## TO-DO LIST
A - In the passage on NVIDIA's criticisms of 3DMark03, rewrite the stretch from "- The stencil" through "stretch its legs.", substituting "stencil shadows" for "stencil shadow volumes".
B - In the passage on NVIDIA's criticisms of 3DMark03, what kind of scene does the first game test show?
C - Continue the passage on NVIDIA's criticisms of 3DMark03 from the point where it stops.

## SOURCE PASSAGE
--

NVIDIA's problems with 3DMark03 seem to encompass nearly everything about the benchmark. That is, the company sees very little good in the test as it exists now. However, NVIDIA's complaints generally fall into two categories: general, overarching criticisms and specific, technical critiques. NVIDIA's big-picture complaints can be summed up in two points:
- 3DMark03 is a bad benchmark This is a big point with lots of little sub-points, but the complaints all fall easily under this banner. NVIDIA's key contention is that 3DMark03 isn't representative of actual games. Near as I can tell, that means not now, nor ever in the future, although there is some ambiguity on this point. NVIDIA's specific technical criticisms seem to bounce around from talking about now and talking about the future without much discernible pattern. NVIDIA suggests synthetic benchmarks are not a useful component of a graphics performance test suite, and recommends testing only with "actual games."
- Wasted resources Optimizing for 3DMark03, says NVIDIA, pulls critical software engineering resources away from other tasks. Because 3DMark03 isn't representative of actual games, optimizations for 3DMark are in no way beneficial for actual games. What's more, online reviewers and editors who choose to use 3DMark in their performance evaluations create an irresistible need for NVIDIA to keep wasting resources optimizing code paths never used by real applications.
These larger complaints only make sense if NVIDIA's more targeted technical criticisms of 3DMark03 hold up. I won't cover all of the technical complaints in exacting detail, but in truth, NVIDIA's whitepaper essentially makes four main complaints about 3DMark's four game tests. A weighted average of these four tests alone determines the "overall" 3DMark score most users like to compare between systems.
- Not enough multitexturing in game test 1 The first game test is a WWII-era air battle scene supposedly representative of legacy DirectX 7-class games, and much of what's on screen at any given time is simply sky or ground. These elements are made up of very few polygons, and only one texture is applied to the skybox and ground surfaces. As a result, NVIDIA claims, Game 1 is largely a test of single-textured (or pixel) fill rate, which isn't representative of current or future games. Furthermore, 3DMark2001 was more "forward looking" than this test, because it employed multitexturing in its three DX7-class game tests.
- The stencil shadow volumes implementation Game tests 2 and 3 use the same basic rendering paths, and they both use stencil shadow volumes to create a realistic shadowing effect. However, NVIDIA's whitepaper claims 3DMark03's rendering method is "bizarre" because it requires objects to be skinned many times in the vertex shader for each frame rendered:
3DMark03 uses an approach that adds six times the number of vertices required for the extrusion. In our five light example, this is the equivalent of skinning each object 36 times! No game would ever do this. This approach creates such a serious bottleneck in the vertex portion of the graphics pipeline that the remainder of the graphics engine (texturing, pixel programs, raster operations, etc.) never gets an opportunity to stretch its legs.

--

## MATERIAL SUPPLIED
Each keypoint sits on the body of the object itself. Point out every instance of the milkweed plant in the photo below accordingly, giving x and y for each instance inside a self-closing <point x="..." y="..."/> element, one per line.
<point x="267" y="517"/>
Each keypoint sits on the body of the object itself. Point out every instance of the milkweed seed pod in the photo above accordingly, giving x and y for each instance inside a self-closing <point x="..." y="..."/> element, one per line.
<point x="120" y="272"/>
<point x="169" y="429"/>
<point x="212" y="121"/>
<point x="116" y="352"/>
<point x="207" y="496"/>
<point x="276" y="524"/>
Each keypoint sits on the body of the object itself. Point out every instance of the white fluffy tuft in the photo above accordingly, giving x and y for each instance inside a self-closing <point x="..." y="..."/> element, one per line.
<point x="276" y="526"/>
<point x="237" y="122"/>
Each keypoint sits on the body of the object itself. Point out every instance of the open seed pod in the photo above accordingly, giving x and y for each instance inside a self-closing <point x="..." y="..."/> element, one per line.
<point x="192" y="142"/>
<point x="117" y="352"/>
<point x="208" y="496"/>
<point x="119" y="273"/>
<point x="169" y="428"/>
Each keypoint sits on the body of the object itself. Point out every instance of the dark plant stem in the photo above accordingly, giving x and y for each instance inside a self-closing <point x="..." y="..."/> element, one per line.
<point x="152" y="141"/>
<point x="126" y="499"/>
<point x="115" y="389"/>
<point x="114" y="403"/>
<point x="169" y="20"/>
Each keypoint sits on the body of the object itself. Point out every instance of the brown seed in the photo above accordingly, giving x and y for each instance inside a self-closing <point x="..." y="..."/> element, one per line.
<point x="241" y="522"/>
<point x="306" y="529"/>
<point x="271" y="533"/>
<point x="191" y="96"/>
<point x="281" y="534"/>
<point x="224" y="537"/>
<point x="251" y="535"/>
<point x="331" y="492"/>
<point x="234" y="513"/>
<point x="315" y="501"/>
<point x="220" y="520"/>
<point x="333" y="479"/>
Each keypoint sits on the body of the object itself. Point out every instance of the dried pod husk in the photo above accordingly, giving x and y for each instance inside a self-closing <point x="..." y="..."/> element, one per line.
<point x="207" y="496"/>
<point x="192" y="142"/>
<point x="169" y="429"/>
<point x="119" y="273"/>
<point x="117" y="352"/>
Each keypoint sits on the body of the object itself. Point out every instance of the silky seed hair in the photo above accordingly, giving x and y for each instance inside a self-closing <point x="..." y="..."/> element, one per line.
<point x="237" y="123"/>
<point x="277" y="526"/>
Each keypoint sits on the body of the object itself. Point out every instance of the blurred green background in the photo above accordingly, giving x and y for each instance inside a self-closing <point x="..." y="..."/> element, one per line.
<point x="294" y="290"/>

--

## RESPONSES BY TASK
A -
- The stencil shadows implementation Game tests 2 and 3 use the same basic rendering paths, and they both use stencil shadows to create a realistic shadowing effect. However, NVIDIA's whitepaper claims 3DMark03's rendering method is "bizarre" because it requires objects to be skinned many times in the vertex shader for each frame rendered:
3DMark03 uses an approach that adds six times the number of vertices required for the extrusion. In our five light example, this is the equivalent of skinning each object 36 times! No game would ever do this. This approach creates such a serious bottleneck in the vertex portion of the graphics pipeline that the remainder of the graphics engine (texturing, pixel programs, raster operations, etc.) never gets an opportunity to stretch its legs.

B - A WWII-era air battle scene.

C -
The paper suggests caching the results of the vertex skinning operation between passes would be more efficient, and more like John Carmack's implementation in Doom III. - Too much pixel shader 1.4 Game tests 2, 3, and 4 all use pixel shader programs based on the pixel shader 1.4 specification from DirectX 8.1. In the case of game tests 2 and 3, pixel shader 1.4 is inappropriate because pixel shader 1.4 "is virtually non-existent in DX8 games." Furthermore, if 1.4 pixel shaders aren't available, the benchmark falls back to pixel shader 1.1 instead of 1.3 in order to render the scenes.
- Not enough DirectX 9 The game 4 test, dubbed "Mother Nature," doesn't use enough of DX9's new features. Only two of the nine pixel shaders use the new PS 2.0 spec; the other seven use PS 1.4. Thus, "the amount of DX9 represented in the 3DMark03 score is negligible. It's not a DX9 benchmark."
While presenting these concerns, Tamasi acknowledged the difficulty of FutureMark's task in constructing a good benchmark, and he expressed a deep skepticism about the feasibility of ever building a good forward-looking synthetic test representative of future games. He pointed out the difficulty of FutureMark's business model, as well. NVIDIA seemed to be concerned that this one company could have so much power in determining the industry's performance metrics. He pointed to the example of the SPEC committee as a possible alternative to FutureMark's approach.
Tamasi also stressed the need for developers to include performance tests in their games, and said NVIDIA's developer relations team has long been encouraging just that and offering resources to help make it possible.
I believe that's a fair summation of NVIDIA's complaints about 3DMark03. These things were, according to NVIDIA, problem enough to prompt NVIDIA to remove itself from FutureMark's beta program and begin discouraging use of the benchmark created by a former partner.